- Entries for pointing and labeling
------------------------------------------------

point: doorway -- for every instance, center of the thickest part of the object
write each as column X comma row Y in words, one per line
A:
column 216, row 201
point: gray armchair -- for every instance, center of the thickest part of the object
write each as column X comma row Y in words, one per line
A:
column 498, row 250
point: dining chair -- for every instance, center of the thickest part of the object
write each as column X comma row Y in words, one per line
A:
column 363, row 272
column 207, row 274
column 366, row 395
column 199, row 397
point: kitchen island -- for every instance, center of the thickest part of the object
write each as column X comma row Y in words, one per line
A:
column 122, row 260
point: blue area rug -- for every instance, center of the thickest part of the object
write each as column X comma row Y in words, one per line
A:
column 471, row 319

------------------------------------------------

- EXERCISE GOAL
Rewrite the listing above with "thickest" switched to "widest" throughout, keeping everything else the same.

- REPLY
point: doorway -- for every instance, center of the widest part of the object
write each as column X comma row Y in words, one per line
A:
column 216, row 201
point: gray armchair -- for every instance, center of the widest part of the object
write each as column X comma row Y in words, one per line
A:
column 498, row 250
point: dining chair -- for every instance, center of the widest part of the object
write each as column X comma row Y in words, one per line
A:
column 363, row 272
column 207, row 274
column 366, row 395
column 199, row 397
point: kitchen island -- for every instance, center of the widest part of the object
write each as column X comma row Y in words, one per line
A:
column 122, row 260
point: blue area rug -- for every instance, center of the widest part of the object
write each as column X comma row Y in words, one per line
A:
column 471, row 319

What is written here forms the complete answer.